• TEXTO SELECIONADO:

___

Oposição venezuelana tenta estender o período do Parlamento que domina diante da iminente posse do novo, formado por maioria chavista nas polêmicas eleições deste mês

O líder oposicionista, Juan Guaidó, participa de uma sessão da Assembleia Nacional em Caracas, em 15 de dezembro.
O líder oposicionista, Juan Guaidó, participa de uma sessão da Assembleia Nacional em Caracas, em 15 de dezembro.MANAURE QUINTERO (Reuters)

___

(Entradas para rotulagem de caixas delimitadoras)

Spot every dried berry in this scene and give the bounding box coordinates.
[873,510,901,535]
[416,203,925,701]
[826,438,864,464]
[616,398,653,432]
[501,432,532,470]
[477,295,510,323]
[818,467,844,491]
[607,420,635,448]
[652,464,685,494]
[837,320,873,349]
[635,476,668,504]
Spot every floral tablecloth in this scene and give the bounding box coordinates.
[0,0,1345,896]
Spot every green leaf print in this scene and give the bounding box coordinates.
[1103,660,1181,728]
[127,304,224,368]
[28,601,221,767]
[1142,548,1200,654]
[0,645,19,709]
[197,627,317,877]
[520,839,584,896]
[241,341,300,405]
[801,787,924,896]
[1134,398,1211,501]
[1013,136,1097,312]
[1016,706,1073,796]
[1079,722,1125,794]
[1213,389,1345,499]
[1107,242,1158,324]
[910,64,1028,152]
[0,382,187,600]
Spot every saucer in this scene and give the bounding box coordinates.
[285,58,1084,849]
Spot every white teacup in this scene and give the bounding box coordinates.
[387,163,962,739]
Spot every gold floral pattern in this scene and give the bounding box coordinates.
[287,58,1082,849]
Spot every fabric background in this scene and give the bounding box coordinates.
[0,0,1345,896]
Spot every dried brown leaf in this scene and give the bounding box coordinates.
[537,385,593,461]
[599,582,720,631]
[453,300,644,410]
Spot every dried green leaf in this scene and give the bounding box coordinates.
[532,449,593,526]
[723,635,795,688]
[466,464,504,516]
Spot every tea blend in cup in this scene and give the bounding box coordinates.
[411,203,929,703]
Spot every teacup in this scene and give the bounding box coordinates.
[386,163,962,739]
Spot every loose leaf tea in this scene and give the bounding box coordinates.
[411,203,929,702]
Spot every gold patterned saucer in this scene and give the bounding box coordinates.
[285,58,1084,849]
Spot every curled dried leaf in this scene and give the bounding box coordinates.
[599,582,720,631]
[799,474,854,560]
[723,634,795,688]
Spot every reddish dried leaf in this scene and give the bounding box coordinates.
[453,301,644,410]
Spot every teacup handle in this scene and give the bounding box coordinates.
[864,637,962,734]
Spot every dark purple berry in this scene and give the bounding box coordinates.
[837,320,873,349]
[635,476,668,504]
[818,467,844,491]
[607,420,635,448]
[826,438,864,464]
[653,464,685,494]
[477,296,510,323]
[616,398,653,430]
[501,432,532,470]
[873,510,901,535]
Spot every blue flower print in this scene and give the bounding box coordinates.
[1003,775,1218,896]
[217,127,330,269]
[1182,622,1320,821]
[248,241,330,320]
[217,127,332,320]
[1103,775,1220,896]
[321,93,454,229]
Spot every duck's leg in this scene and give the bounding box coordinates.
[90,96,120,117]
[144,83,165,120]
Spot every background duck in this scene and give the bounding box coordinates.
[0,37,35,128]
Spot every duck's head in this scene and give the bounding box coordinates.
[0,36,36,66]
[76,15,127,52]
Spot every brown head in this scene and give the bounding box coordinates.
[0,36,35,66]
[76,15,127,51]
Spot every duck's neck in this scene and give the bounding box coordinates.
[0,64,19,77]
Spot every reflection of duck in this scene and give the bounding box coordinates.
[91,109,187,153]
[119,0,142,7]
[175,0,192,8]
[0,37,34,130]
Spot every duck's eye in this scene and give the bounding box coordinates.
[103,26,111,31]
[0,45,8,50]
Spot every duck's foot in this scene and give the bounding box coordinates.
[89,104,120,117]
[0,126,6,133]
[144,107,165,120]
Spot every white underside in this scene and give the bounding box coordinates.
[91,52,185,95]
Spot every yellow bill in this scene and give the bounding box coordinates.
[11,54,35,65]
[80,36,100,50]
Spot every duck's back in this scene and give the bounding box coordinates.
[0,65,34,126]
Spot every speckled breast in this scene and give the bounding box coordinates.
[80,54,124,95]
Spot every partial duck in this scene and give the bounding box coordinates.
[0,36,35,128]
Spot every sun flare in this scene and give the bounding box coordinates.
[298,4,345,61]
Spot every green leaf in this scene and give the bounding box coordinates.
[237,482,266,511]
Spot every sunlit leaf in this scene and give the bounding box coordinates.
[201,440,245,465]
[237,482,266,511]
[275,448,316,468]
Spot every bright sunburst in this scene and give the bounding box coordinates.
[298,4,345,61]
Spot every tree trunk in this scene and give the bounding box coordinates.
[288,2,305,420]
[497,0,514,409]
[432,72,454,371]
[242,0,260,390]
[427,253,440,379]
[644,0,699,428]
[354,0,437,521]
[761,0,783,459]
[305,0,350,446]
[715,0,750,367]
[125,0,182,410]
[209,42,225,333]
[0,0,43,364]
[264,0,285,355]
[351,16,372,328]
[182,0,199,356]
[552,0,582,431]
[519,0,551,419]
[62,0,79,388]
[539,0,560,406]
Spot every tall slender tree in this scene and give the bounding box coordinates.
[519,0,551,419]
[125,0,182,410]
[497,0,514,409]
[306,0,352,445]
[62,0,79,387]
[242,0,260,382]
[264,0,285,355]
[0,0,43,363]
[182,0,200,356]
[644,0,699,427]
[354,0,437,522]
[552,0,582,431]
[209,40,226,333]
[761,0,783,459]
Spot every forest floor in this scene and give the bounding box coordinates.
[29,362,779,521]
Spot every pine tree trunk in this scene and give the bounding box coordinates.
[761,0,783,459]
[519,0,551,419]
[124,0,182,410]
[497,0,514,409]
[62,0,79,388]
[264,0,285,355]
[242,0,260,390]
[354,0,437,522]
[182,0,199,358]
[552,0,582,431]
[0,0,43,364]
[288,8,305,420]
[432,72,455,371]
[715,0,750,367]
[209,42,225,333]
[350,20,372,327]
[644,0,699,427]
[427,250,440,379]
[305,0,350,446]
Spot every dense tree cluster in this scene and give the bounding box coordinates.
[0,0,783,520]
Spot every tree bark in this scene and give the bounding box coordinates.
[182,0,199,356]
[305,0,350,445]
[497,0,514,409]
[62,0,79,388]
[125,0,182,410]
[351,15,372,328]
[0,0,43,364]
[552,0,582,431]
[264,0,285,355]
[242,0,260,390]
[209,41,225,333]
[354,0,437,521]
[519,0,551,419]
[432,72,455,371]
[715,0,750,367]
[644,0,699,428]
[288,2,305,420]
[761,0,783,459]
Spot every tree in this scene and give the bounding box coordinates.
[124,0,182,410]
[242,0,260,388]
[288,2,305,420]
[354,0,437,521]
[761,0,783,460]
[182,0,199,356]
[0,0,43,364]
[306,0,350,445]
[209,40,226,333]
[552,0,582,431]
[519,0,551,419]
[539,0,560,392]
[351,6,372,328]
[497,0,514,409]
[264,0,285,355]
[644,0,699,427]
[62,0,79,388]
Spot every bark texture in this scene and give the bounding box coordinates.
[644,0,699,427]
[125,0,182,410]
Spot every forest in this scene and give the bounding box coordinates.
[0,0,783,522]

___

• EXERCÍCIO PROPOSTO 1: Segundo o texto selecionado, em que cidade acontece a sessão da Assembleia Nacional da qual Juan Guaidó participa?
• EXERCÍCIO PROPOSTO 2: Transcreva sem alterações o trecho da listagem que começa na linha que contém "Spot every reddish" e termina na linha que contém "[80,54,124,95]", incluindo as duas.

• RESPOSTA ESCRITA 1: Em Caracas.

• RESPOSTA ESCRITA 2:
Spot every reddish dried leaf in this scene and give the bounding box coordinates.
[453,301,644,410]
Spot every teacup handle in this scene and give the bounding box coordinates.
[864,637,962,734]
Spot every dark purple berry in this scene and give the bounding box coordinates.
[837,320,873,349]
[635,476,668,504]
[818,467,844,491]
[607,420,635,448]
[826,438,864,464]
[653,464,685,494]
[477,296,510,323]
[616,398,653,430]
[501,432,532,470]
[873,510,901,535]
Spot every blue flower print in this scene and give the bounding box coordinates.
[1003,775,1218,896]
[217,127,330,269]
[1182,622,1320,821]
[248,241,330,320]
[217,127,332,320]
[1103,775,1220,896]
[321,93,454,229]
Spot every duck's leg in this scene and give the bounding box coordinates.
[90,96,120,117]
[144,83,165,120]
Spot every background duck in this scene and give the bounding box coordinates.
[0,37,35,128]
Spot every duck's head in this scene and give the bounding box coordinates.
[0,36,36,66]
[76,15,127,52]
Spot every brown head in this scene and give the bounding box coordinates.
[0,36,35,66]
[76,15,127,51]
Spot every duck's neck in this scene and give the bounding box coordinates.
[0,64,19,77]
Spot every reflection of duck in this scene and give the bounding box coordinates.
[91,109,187,153]
[119,0,142,7]
[175,0,192,8]
[0,37,34,130]
Spot every duck's eye in this scene and give the bounding box coordinates.
[103,26,111,31]
[0,45,8,50]
Spot every duck's foot in this scene and give the bounding box coordinates.
[89,104,120,117]
[0,126,6,133]
[144,107,165,120]
Spot every white underside in this scene and give the bounding box coordinates.
[91,52,185,95]
Spot every yellow bill in this scene and give the bounding box coordinates.
[11,54,35,65]
[80,36,100,50]
Spot every duck's back in this scene and give the bounding box coordinates.
[0,65,34,126]
Spot every speckled breast in this scene and give the bounding box coordinates.
[80,54,124,95]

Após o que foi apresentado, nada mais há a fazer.